INFORMATION GIVEN =
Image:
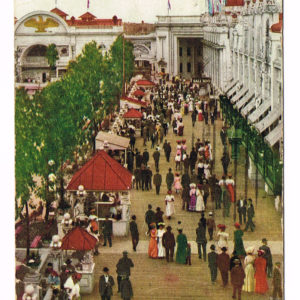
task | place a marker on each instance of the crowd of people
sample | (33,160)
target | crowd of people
(196,183)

DIRECTIONS = Please reproduce the records above exactly, omitting every picture.

PROBLEM SOLUTION =
Image:
task | place a marker on each instance of the crowd of people
sample | (33,160)
target | crowd of people
(196,183)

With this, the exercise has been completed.